Excerpted text:
At approximately 6:00 p.m. on Sunday, Nov. 14, the Wyoming Highway Patrol was called to the scene of an accident on Highway 189 at mile marker 8.9.  A driver in a red Subaru Outback with Utah plates, heading south on 189, had hit a deer and the vehicle had come to rest in the middle of the highway.  The Subaru had been rendered totally disabled and all lights had been knocked out.  Both the driver side and passenger side airbags had deployed and two people who had been in the vehicle exited the car — 66-year-old Amy Castillo and her son-in-law Alan Wilder, 34 years, both from Salt Lake City, Utah.

WHP Sergeant Remington Roberts told the Herald, “It was very dark so the Subaru was nearly impossible to see.  When we arrived, there were two other vehicles that had stopped and pulled off to the side of the road to the east of the accident with their headlights still on.”

Roberts said someone from one of the parked cars told him they had walked over to the wreck and led the woman who was in the Subaru over to the parked cars. A witness said the woman, Castillo, seemed to be in shock, had trouble seeing and was confused.  Witnesses told Roberts that they were trying to determine how to move the Subaru from the middle of the highway and Wilder had returned to the Subaru and was sitting in the driver’s side of the car, attempting to see if he could get it started. Unknown to the witnesses, Castillo had wandered over to stand by the driver’s side of the car and was on her phone with the 911 operator when a Mitsubishi Lancer traveling north hit the Subaru, glancing off the front of it and hitting Castillo fatally.

Requirement 1: Please write out the crash article from "At approximately 6:00" to "Lake City, Utah.".
The crash article and the listing are unrelated material.

Information given:

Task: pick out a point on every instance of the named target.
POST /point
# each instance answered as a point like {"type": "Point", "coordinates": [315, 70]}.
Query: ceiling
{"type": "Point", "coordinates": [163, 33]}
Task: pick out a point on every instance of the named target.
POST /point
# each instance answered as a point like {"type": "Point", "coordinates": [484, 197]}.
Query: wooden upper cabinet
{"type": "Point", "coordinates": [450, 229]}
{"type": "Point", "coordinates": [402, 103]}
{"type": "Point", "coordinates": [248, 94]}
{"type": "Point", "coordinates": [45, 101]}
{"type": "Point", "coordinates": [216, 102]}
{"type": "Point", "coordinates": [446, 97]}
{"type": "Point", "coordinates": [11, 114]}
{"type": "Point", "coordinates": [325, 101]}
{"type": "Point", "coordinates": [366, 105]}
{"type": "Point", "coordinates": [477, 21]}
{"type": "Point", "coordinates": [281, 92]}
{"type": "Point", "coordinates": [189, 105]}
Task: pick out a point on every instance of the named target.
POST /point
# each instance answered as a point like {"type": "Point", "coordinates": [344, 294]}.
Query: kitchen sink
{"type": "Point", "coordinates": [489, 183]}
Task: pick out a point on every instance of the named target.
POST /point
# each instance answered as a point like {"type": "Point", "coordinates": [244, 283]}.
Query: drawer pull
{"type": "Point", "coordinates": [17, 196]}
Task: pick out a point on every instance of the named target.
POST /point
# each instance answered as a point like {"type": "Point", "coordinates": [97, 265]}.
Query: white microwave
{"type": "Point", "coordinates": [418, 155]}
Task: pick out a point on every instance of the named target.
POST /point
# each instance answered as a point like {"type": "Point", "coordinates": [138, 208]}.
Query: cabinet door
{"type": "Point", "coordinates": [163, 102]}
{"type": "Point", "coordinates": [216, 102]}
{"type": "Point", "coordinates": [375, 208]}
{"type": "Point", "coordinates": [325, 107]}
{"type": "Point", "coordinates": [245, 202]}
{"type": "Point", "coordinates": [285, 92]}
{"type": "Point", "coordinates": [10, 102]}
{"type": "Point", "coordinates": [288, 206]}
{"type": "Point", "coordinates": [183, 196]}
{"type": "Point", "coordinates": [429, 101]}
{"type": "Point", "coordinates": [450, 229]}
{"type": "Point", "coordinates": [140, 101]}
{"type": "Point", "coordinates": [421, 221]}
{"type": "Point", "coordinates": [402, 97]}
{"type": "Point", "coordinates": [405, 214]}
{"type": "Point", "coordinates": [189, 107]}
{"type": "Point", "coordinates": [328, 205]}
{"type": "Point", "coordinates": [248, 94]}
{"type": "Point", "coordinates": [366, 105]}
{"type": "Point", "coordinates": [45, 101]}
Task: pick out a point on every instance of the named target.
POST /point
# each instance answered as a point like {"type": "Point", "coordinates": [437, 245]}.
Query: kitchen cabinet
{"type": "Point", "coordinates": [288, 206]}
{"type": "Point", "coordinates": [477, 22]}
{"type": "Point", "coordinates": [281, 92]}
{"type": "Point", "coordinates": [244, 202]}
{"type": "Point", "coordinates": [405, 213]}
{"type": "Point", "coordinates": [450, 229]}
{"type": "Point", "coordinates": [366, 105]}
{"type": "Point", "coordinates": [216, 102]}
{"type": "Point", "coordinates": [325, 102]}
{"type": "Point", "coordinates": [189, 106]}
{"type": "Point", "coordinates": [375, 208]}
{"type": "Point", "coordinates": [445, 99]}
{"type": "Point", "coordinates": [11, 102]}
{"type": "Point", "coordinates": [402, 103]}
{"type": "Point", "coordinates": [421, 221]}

Requirement 2: Extract every line of the listing that contains the string "kitchen".

Exercise output 1:
At approximately 6:00 p.m. on Sunday, Nov. 14, the Wyoming Highway Patrol was called to the scene of an accident on Highway 189 at mile marker 8.9.  A driver in a red Subaru Outback with Utah plates, heading south on 189, had hit a deer and the vehicle had come to rest in the middle of the highway.  The Subaru had been rendered totally disabled and all lights had been knocked out.  Both the driver side and passenger side airbags had deployed and two people who had been in the vehicle exited the car — 66-year-old Amy Castillo and her son-in-law Alan Wilder, 34 years, both from Salt Lake City, Utah.

Exercise output 2:
Query: kitchen sink
Query: kitchen cabinet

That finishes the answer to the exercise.